* start *
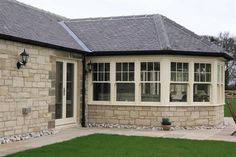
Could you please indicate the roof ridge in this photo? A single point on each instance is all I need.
(111, 18)
(38, 9)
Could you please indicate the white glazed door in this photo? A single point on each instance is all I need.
(65, 92)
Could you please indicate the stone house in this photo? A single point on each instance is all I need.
(131, 70)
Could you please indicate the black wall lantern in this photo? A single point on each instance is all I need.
(23, 59)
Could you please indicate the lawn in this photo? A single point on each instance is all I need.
(227, 114)
(100, 145)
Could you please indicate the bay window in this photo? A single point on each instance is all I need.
(202, 82)
(101, 81)
(125, 85)
(179, 82)
(150, 81)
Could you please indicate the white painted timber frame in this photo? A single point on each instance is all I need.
(165, 72)
(72, 120)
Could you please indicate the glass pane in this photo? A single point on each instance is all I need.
(125, 76)
(125, 66)
(100, 75)
(208, 77)
(218, 74)
(143, 66)
(157, 77)
(202, 68)
(208, 68)
(118, 66)
(150, 66)
(95, 67)
(101, 91)
(150, 92)
(101, 67)
(222, 74)
(125, 92)
(59, 89)
(202, 77)
(178, 92)
(107, 67)
(70, 90)
(150, 76)
(131, 66)
(196, 77)
(156, 66)
(107, 76)
(185, 76)
(179, 67)
(196, 67)
(185, 67)
(201, 93)
(118, 76)
(179, 76)
(95, 76)
(142, 76)
(131, 76)
(173, 66)
(173, 76)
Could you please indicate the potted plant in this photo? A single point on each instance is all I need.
(166, 124)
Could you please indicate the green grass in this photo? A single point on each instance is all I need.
(99, 145)
(227, 114)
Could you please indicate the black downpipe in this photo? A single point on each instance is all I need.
(83, 119)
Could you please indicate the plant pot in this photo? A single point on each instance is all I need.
(166, 127)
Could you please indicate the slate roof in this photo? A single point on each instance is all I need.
(23, 21)
(145, 34)
(137, 33)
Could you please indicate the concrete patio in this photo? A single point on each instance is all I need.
(69, 133)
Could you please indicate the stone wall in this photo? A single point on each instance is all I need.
(186, 116)
(32, 86)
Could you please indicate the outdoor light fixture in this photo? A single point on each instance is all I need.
(89, 66)
(23, 59)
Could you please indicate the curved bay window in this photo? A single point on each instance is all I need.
(202, 82)
(150, 81)
(179, 82)
(101, 81)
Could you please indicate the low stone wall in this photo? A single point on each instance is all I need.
(181, 116)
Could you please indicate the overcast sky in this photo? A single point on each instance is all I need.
(204, 17)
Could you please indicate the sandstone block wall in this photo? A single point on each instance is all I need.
(187, 116)
(32, 86)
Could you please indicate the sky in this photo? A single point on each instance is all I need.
(204, 17)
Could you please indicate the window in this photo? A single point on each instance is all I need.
(125, 85)
(179, 82)
(202, 80)
(220, 83)
(150, 81)
(101, 81)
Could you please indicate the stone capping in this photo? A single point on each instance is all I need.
(174, 104)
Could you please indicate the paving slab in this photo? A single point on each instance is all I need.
(75, 131)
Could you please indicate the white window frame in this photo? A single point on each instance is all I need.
(165, 62)
(203, 82)
(158, 81)
(180, 82)
(103, 81)
(124, 82)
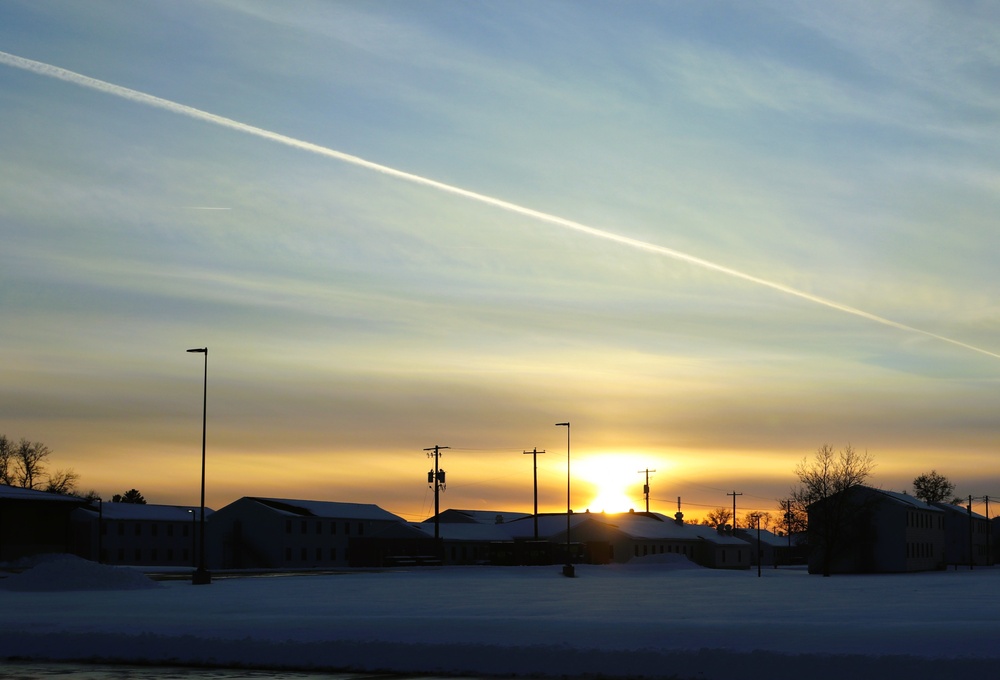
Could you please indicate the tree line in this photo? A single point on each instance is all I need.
(828, 473)
(26, 464)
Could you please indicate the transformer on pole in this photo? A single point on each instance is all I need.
(435, 480)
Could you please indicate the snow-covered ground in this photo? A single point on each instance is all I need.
(652, 619)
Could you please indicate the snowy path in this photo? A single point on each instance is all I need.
(614, 621)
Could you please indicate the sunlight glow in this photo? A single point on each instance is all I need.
(612, 482)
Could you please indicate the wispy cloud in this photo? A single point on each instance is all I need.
(51, 71)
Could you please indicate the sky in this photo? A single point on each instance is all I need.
(711, 236)
(647, 618)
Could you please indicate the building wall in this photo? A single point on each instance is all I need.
(249, 534)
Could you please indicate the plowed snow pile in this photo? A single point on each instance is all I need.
(67, 572)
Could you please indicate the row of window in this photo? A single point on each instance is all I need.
(304, 555)
(151, 556)
(652, 549)
(924, 520)
(319, 524)
(153, 528)
(915, 550)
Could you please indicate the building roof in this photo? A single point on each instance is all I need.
(906, 499)
(142, 512)
(466, 531)
(478, 516)
(958, 509)
(326, 509)
(21, 494)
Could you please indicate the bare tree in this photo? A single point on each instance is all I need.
(62, 481)
(130, 496)
(933, 487)
(29, 463)
(6, 460)
(794, 517)
(719, 517)
(751, 517)
(826, 481)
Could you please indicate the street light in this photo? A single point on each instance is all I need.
(201, 575)
(568, 567)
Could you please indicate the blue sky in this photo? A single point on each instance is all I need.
(846, 152)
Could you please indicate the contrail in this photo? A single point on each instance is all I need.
(43, 69)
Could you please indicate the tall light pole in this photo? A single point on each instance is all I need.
(568, 567)
(201, 575)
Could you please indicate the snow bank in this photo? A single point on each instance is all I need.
(46, 573)
(620, 621)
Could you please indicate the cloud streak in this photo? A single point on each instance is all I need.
(138, 97)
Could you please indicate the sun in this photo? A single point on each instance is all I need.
(610, 482)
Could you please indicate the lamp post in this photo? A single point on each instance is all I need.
(201, 575)
(568, 567)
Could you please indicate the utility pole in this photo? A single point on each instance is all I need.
(972, 557)
(645, 487)
(759, 555)
(734, 495)
(989, 534)
(435, 479)
(534, 459)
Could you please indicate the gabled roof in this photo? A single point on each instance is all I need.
(958, 509)
(906, 499)
(326, 509)
(141, 512)
(467, 531)
(767, 537)
(20, 494)
(477, 516)
(634, 525)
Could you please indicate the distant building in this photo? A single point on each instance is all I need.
(277, 533)
(34, 522)
(775, 550)
(139, 534)
(603, 538)
(967, 536)
(879, 532)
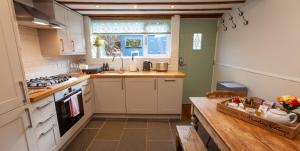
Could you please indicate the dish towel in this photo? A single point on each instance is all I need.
(74, 107)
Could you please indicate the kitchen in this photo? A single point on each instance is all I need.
(149, 75)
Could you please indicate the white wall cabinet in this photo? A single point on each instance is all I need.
(67, 41)
(141, 95)
(169, 95)
(12, 91)
(109, 95)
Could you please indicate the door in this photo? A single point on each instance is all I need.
(15, 130)
(141, 95)
(197, 64)
(169, 95)
(12, 90)
(109, 95)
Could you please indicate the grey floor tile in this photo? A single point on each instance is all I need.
(161, 146)
(152, 124)
(136, 123)
(111, 130)
(103, 145)
(81, 142)
(174, 122)
(95, 123)
(133, 140)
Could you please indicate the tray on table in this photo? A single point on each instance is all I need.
(289, 131)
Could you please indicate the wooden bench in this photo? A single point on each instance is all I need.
(188, 139)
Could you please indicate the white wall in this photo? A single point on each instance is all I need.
(36, 65)
(265, 55)
(173, 60)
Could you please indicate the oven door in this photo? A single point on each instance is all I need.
(64, 117)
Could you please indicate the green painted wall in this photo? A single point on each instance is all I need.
(199, 63)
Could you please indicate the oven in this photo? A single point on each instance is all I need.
(64, 103)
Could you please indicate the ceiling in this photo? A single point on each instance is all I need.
(152, 8)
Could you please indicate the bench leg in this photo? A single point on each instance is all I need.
(178, 146)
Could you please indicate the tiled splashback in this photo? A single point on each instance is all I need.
(36, 65)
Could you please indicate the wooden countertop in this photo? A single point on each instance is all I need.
(46, 92)
(238, 135)
(143, 74)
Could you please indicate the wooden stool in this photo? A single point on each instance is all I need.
(188, 139)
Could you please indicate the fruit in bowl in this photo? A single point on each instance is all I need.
(289, 102)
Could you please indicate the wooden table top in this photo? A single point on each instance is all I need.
(239, 135)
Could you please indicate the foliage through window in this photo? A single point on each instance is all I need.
(142, 38)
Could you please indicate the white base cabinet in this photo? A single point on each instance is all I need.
(16, 131)
(169, 95)
(138, 95)
(109, 95)
(141, 95)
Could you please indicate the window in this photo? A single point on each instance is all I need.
(197, 41)
(142, 38)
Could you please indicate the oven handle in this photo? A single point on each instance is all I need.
(69, 98)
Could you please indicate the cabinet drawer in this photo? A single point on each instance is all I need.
(43, 109)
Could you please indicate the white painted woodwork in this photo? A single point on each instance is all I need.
(109, 95)
(12, 93)
(169, 95)
(141, 95)
(15, 134)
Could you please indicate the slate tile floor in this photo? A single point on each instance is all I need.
(127, 135)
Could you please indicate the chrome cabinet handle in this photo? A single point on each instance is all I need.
(122, 83)
(43, 106)
(44, 121)
(29, 118)
(73, 44)
(86, 93)
(47, 131)
(170, 80)
(21, 84)
(62, 44)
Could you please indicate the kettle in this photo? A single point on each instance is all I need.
(147, 65)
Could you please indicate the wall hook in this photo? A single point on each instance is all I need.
(223, 23)
(241, 13)
(231, 19)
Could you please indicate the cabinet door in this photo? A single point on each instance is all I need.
(141, 95)
(88, 98)
(12, 91)
(109, 95)
(60, 13)
(169, 95)
(15, 131)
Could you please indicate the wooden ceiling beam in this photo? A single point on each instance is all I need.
(152, 3)
(151, 16)
(203, 9)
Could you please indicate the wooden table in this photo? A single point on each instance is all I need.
(230, 133)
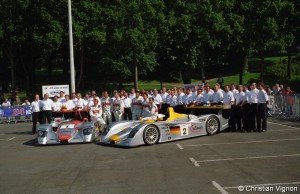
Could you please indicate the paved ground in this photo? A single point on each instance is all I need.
(210, 164)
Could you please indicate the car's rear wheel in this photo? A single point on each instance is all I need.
(151, 135)
(212, 125)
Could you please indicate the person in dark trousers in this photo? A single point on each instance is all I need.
(36, 116)
(127, 109)
(262, 109)
(46, 109)
(253, 107)
(246, 109)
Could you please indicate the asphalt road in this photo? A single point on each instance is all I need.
(209, 164)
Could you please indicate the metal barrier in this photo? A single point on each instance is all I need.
(15, 114)
(285, 106)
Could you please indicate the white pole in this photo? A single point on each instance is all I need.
(72, 68)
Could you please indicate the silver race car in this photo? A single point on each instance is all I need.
(71, 130)
(177, 126)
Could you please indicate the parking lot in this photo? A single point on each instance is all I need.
(224, 163)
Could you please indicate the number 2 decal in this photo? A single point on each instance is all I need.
(184, 130)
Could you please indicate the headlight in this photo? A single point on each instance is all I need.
(42, 133)
(132, 133)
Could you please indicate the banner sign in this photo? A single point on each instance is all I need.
(54, 90)
(15, 111)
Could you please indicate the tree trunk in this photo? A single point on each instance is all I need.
(81, 68)
(136, 76)
(289, 66)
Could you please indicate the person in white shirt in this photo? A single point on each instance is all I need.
(68, 104)
(80, 103)
(46, 108)
(6, 103)
(246, 109)
(238, 108)
(136, 106)
(164, 96)
(217, 96)
(172, 99)
(263, 100)
(106, 104)
(127, 107)
(253, 100)
(229, 100)
(198, 99)
(157, 99)
(61, 98)
(152, 110)
(118, 107)
(179, 104)
(95, 113)
(36, 116)
(132, 94)
(233, 89)
(26, 103)
(56, 105)
(207, 94)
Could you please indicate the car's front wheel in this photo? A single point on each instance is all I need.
(212, 125)
(151, 135)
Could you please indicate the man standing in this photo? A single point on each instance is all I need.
(127, 103)
(217, 96)
(229, 100)
(157, 100)
(137, 106)
(118, 107)
(132, 94)
(238, 110)
(35, 108)
(164, 96)
(253, 106)
(246, 109)
(263, 99)
(106, 107)
(46, 107)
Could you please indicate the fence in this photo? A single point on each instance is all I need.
(285, 106)
(15, 114)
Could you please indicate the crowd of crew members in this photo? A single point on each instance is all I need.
(248, 104)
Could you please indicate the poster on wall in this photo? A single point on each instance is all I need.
(54, 90)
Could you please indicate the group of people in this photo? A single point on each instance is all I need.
(248, 104)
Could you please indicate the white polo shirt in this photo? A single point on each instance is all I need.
(46, 104)
(35, 105)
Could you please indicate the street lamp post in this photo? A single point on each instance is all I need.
(72, 68)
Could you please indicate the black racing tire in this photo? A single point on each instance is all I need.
(212, 125)
(151, 135)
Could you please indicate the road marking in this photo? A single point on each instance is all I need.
(265, 184)
(179, 146)
(194, 162)
(219, 187)
(283, 125)
(242, 142)
(246, 158)
(11, 138)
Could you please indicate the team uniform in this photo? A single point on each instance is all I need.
(253, 108)
(96, 115)
(137, 107)
(107, 109)
(118, 109)
(127, 108)
(262, 110)
(36, 116)
(238, 109)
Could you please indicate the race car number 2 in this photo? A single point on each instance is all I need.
(184, 130)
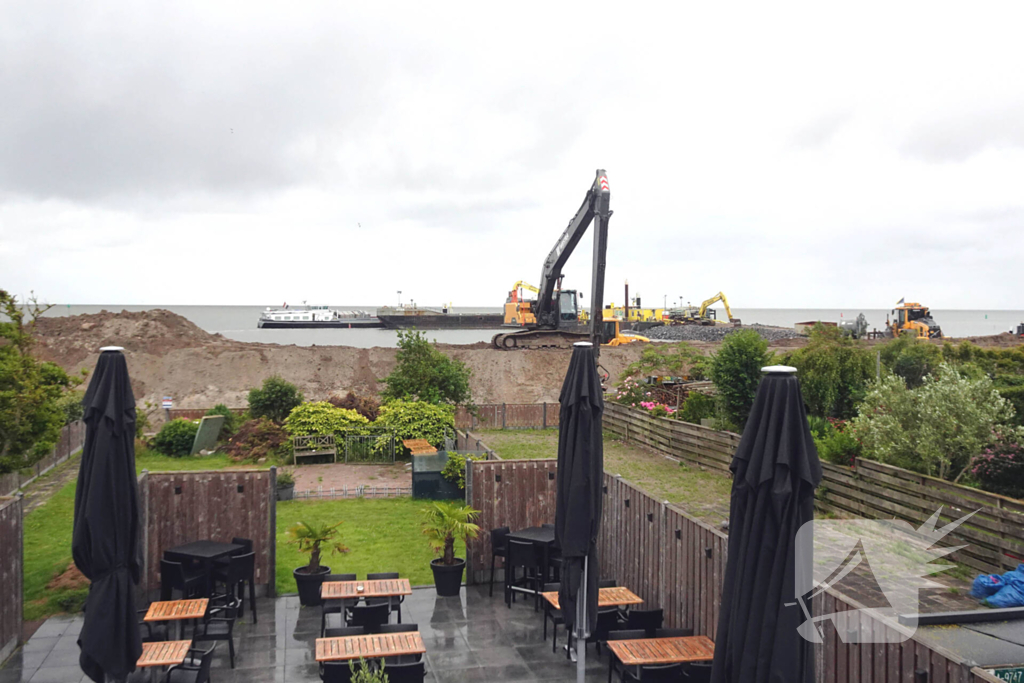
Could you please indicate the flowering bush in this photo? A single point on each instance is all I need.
(999, 468)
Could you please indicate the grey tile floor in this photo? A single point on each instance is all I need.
(469, 639)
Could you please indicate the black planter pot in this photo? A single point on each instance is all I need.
(309, 585)
(448, 579)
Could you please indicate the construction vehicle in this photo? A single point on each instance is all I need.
(912, 319)
(702, 315)
(556, 311)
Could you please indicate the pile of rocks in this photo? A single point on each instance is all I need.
(716, 333)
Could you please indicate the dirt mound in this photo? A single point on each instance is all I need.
(71, 579)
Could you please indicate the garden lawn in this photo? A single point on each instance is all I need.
(47, 537)
(701, 494)
(382, 535)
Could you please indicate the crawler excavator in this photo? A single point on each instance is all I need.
(555, 312)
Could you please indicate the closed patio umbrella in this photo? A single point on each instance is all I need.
(775, 471)
(104, 541)
(579, 502)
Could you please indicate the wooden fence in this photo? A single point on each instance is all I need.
(10, 575)
(678, 563)
(181, 507)
(72, 439)
(508, 416)
(994, 536)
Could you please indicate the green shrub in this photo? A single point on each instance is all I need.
(417, 420)
(176, 437)
(274, 399)
(697, 407)
(936, 428)
(735, 370)
(259, 438)
(231, 421)
(455, 468)
(834, 372)
(322, 418)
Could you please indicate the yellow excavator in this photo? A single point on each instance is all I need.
(705, 314)
(912, 319)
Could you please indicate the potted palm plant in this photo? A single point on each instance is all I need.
(444, 521)
(309, 538)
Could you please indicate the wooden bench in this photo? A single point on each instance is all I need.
(306, 446)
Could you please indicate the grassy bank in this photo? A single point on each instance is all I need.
(702, 494)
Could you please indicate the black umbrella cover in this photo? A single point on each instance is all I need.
(104, 542)
(775, 472)
(581, 478)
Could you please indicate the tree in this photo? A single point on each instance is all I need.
(834, 373)
(735, 370)
(936, 428)
(274, 399)
(423, 373)
(31, 391)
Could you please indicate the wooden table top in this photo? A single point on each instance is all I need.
(370, 647)
(663, 650)
(173, 610)
(606, 597)
(164, 653)
(336, 590)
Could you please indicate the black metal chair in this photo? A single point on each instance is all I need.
(336, 606)
(413, 672)
(552, 614)
(196, 670)
(648, 620)
(394, 600)
(400, 658)
(370, 617)
(613, 662)
(521, 555)
(218, 625)
(698, 672)
(174, 577)
(498, 549)
(240, 570)
(672, 673)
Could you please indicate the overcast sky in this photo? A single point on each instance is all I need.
(792, 156)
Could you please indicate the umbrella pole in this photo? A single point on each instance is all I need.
(582, 634)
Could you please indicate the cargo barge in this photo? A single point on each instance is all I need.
(429, 318)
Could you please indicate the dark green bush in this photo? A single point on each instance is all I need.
(274, 399)
(175, 437)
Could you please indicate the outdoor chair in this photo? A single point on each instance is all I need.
(521, 555)
(219, 625)
(672, 673)
(400, 658)
(344, 632)
(174, 577)
(195, 670)
(394, 601)
(240, 570)
(698, 672)
(498, 549)
(221, 566)
(613, 663)
(406, 673)
(336, 606)
(370, 617)
(648, 620)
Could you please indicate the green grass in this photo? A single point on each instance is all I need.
(701, 494)
(382, 535)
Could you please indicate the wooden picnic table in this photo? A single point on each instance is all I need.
(381, 588)
(164, 653)
(606, 597)
(370, 647)
(647, 651)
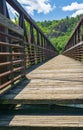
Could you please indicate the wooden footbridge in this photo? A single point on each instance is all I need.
(39, 89)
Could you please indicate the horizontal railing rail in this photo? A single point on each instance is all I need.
(19, 48)
(74, 47)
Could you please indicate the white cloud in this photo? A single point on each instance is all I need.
(41, 6)
(78, 8)
(78, 12)
(73, 6)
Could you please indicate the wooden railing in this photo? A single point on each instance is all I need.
(18, 49)
(74, 47)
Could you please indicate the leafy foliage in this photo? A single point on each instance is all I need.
(59, 31)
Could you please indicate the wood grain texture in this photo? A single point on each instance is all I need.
(60, 80)
(42, 121)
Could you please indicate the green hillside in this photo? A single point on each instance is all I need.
(59, 31)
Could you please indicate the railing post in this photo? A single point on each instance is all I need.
(82, 30)
(32, 41)
(79, 34)
(23, 57)
(3, 10)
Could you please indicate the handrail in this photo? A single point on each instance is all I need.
(19, 50)
(74, 46)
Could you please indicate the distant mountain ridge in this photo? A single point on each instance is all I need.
(59, 31)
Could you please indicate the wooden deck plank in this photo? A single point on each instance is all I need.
(58, 80)
(42, 121)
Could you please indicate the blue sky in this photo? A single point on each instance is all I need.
(41, 10)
* end *
▸ **Written task**
Output the lines from the line containing "Could you please indicate the wooden railing" to the end, both included; add nothing.

▸ **Task result**
Could you please indicate the wooden railing in this photo? A single point on each instance is all I need.
(18, 49)
(74, 47)
Could you please indicate the leafy foliage in this photo? A single point on each instance is all I need.
(59, 31)
Could you please indicate the wood grain texture in this photo? A single point on each instance is all I need.
(60, 80)
(42, 121)
Could you please indicate the green hillside in this photo? A single point on each instance is all I need.
(59, 31)
Could you please indicate the railing post in this photo? A single point on each instance is all I need.
(82, 30)
(32, 41)
(79, 34)
(23, 57)
(3, 10)
Could you please indicate the handrail in this photo? A single point on each instance is all I need.
(19, 50)
(74, 46)
Could you please indicate the distant mountain ridge in this photo? A single point on each instance is all I need.
(59, 31)
Could you please indicate the wooden deck plank in this photo? A single point on each instance is all I need.
(58, 80)
(42, 121)
Could you please indicate the blue sky in this photo? A single point on each instance is all I need.
(41, 10)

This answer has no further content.